Read the two-way radio thread below and decide whether each statement agrees with it. Answer yes or no for each and quote the words of the thread that decide it.
1. The Bearcom BC120 covers UHF frequencies from 435 to 480 MHz.
2. The small FRS radios picked up the school's transmissions.
3. A police/fire scanner may be able to receive the school radios.

# Extract
::::
# two way radio help



## BratDawg (Sep 23, 2004)

They use 2ways at our school. The ones ive seen are bearcom bc120. Some other models too but thats what i remember. How can i tell if a different one is compatible? My lil frs radios didnt pick up anything.


----------



## cwwozniak (Nov 29, 2005)

The Bearcom BC120 supports a wide range of VHF (136 ~ 174 MHz) and UHF (435 ~ 480 MHz) frequencies and your school district is probably licensed by the FCC to use radios with a frequency outside of the FRS and GMRS range of 462.550 ~ 467.725 MHz.

Here is a link to a PDF file of the Bearcom BC120 Specs:
http://www.bearcom.com/motorola/bc120.pdf

Here is a web page that discusses the FRS and GMRS bands:
http://ba-marc.org/writeups/gmrs-frs-freq.htm

A police/fire type of scanner may be able to tune in the school radios if you wanted to hear them. There are web sites available that would probably let you look up the correct frequency.


----------



## BratDawg (Sep 23, 2004)
::::
# Provided material
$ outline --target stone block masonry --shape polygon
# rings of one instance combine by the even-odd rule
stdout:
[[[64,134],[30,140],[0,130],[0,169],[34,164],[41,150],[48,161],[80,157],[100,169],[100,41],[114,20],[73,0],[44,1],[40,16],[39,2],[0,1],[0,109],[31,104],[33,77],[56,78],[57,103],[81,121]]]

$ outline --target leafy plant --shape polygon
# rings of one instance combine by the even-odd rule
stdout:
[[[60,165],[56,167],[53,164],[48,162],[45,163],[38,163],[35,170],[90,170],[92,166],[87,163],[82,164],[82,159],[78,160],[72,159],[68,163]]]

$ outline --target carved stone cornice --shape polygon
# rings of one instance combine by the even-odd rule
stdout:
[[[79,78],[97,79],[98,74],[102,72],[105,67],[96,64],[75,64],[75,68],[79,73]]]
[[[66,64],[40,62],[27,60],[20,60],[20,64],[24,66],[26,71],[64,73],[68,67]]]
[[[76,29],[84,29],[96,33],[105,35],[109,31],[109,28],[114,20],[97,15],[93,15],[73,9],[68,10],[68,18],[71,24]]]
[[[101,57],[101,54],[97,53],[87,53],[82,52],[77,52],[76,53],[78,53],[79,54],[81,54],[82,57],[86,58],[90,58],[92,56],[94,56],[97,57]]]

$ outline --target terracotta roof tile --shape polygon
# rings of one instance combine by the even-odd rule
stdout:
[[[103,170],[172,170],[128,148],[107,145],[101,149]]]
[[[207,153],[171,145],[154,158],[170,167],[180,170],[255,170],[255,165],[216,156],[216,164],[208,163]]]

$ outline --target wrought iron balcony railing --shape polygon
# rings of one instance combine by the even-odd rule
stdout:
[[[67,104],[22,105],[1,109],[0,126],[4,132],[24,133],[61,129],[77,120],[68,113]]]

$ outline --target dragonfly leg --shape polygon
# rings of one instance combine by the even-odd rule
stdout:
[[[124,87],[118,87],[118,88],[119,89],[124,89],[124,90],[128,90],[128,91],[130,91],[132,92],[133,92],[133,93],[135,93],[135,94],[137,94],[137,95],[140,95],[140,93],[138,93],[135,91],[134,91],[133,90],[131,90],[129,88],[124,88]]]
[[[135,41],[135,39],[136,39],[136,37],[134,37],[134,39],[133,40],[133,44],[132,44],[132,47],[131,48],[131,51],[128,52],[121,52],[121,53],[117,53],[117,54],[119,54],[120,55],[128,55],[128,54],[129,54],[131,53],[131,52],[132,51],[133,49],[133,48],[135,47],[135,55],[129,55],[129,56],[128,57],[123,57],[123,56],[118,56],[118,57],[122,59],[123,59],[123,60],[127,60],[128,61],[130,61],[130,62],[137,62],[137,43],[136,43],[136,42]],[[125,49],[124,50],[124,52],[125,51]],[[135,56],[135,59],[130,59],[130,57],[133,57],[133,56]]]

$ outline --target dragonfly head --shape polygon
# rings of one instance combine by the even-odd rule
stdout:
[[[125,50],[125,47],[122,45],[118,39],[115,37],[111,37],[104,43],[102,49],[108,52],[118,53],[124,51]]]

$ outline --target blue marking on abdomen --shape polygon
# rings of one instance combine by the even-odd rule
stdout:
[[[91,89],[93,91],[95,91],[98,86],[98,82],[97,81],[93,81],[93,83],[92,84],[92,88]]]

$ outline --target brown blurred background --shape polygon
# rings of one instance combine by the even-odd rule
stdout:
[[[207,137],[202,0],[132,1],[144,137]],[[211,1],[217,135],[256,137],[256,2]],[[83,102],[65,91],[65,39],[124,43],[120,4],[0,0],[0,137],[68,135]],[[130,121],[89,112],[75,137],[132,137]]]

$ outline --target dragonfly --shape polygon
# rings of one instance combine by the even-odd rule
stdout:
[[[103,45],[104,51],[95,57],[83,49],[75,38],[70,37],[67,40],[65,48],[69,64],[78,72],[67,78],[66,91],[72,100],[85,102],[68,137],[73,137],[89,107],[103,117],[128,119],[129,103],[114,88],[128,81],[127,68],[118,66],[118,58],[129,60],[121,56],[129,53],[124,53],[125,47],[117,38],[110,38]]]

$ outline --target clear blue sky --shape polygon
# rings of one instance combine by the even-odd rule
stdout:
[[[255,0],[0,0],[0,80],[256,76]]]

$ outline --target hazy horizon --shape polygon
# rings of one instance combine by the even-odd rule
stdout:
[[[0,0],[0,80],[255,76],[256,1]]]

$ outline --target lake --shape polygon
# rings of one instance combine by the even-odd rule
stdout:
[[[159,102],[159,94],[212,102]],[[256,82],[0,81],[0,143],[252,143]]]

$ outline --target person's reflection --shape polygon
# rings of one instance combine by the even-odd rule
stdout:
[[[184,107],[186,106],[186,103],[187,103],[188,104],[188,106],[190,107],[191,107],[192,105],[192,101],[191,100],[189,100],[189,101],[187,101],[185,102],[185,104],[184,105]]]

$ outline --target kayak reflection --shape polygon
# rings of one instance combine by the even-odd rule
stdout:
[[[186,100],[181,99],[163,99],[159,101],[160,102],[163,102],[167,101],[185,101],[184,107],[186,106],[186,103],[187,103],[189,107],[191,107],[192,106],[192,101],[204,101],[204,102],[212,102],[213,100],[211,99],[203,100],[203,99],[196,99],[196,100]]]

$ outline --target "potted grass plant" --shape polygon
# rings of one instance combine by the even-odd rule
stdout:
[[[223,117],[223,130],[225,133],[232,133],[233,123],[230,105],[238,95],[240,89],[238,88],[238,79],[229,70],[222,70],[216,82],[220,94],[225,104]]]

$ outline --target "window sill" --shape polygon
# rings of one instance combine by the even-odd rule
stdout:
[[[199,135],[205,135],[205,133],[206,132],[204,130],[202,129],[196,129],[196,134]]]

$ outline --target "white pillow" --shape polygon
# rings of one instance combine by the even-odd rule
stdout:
::::
# Exercise output
1. Yes: "UHF (435 ~ 480 MHz)"
2. No: "My lil frs radios didnt pick up anything."
3. Yes: "A police/fire type of scanner may be able to tune in the school radios"